-- Goal --
Copy every one of the following entries word for word.

[Rows from a pointing dataset]
════════════════════
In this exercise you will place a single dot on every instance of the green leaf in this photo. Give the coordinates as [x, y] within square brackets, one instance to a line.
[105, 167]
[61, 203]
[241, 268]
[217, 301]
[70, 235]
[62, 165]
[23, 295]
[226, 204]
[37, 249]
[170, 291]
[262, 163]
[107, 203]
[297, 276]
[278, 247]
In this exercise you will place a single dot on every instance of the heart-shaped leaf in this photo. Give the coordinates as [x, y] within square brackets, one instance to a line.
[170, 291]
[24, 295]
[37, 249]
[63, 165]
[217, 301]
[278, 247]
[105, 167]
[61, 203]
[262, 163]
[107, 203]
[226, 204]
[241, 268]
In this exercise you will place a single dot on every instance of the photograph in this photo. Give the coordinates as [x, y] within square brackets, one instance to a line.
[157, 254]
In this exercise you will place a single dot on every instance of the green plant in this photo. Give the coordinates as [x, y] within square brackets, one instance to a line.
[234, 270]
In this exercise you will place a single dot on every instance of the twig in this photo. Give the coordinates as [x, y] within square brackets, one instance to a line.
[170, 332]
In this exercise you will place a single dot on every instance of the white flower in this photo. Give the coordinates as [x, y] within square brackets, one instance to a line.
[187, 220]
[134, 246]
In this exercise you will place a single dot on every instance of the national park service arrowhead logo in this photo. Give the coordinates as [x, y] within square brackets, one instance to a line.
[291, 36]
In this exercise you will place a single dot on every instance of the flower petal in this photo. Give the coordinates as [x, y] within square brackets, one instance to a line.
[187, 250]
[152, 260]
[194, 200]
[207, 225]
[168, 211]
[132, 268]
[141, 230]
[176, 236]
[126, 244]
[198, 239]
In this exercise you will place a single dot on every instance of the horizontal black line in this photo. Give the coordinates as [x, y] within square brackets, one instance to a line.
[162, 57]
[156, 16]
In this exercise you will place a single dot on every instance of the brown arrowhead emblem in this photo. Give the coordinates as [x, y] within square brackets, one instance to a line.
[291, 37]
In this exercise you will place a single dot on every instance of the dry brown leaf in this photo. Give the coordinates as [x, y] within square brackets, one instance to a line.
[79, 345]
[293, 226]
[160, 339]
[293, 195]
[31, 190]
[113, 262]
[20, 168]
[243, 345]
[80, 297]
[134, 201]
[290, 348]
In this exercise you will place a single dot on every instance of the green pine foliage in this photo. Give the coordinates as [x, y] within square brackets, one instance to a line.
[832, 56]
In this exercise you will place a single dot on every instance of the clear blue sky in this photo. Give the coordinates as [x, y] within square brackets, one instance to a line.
════════════════════
-- Complete response --
In this exercise you will place a single dot on every instance of the green leaf in this photo. Give the coordinates as [x, y] within square brackets, one instance to a line.
[105, 167]
[61, 203]
[241, 268]
[217, 301]
[70, 235]
[62, 165]
[23, 295]
[226, 204]
[37, 249]
[170, 291]
[262, 163]
[107, 203]
[297, 276]
[278, 247]
In this exercise you will place a single dot on every instance of the heart-shaped leaf in this photo. Give the coordinates as [x, y] within square brackets, one instance to a line.
[170, 291]
[24, 295]
[37, 249]
[63, 165]
[217, 301]
[278, 247]
[105, 167]
[61, 203]
[262, 163]
[107, 203]
[226, 204]
[241, 268]
In this exercise you will place a single dot on every instance of the photograph in this photo. Give the coordinates as [x, y] within square brackets, one instance to a line.
[157, 254]
In this exercise you will place a single dot on every instance of the green plant in this photo. Give the coordinates as [x, y] within square brackets, one instance to a line.
[234, 270]
In this exercise you will place a single dot on every instance of the twig in this photo. Give the coordinates as [x, y] within square brackets, one instance to a line.
[170, 332]
In this exercise you will place a single dot on every instance of the white flower in this photo. Give the coordinates as [x, y] within square brackets, one instance to a line.
[187, 220]
[134, 246]
In this exercise you will place a single dot on every instance of the national park service arrowhead logo in this photo. Give the coordinates as [x, y] within square brackets, one instance to a line.
[291, 36]
In this exercise you will place a single dot on every instance of the flower petal in this photo. Give the coordinates as [x, y] within square brackets, one instance to a line.
[187, 250]
[152, 260]
[194, 200]
[207, 225]
[168, 211]
[132, 268]
[141, 230]
[176, 236]
[126, 244]
[198, 239]
In this exercise you will place a single dot on every instance of the horizontal black line in this photo. Give the coordinates as [x, y] within square brackets, one instance to a line.
[162, 57]
[156, 16]
In this exercise you will place a single dot on every instance of the brown arrowhead emblem in this photo. Give the coordinates as [x, y] within square brackets, one instance to a line.
[291, 37]
In this exercise you will place a single dot on every instance of the dry brown leaf in this photo. Give the coordinates as [x, y] within square brackets, one instance to a line.
[79, 345]
[293, 226]
[160, 339]
[293, 195]
[31, 190]
[113, 262]
[20, 168]
[243, 345]
[80, 297]
[134, 201]
[290, 348]
In this exercise you will place a single dot on every instance of the green pine foliage in this photo. Give the coordinates as [x, y] within square brackets, one instance to a line.
[832, 56]
In this exercise you will place a single dot on every instance of the clear blue sky in this photo. Give the coordinates as [x, y] within square brackets, one instance to a line.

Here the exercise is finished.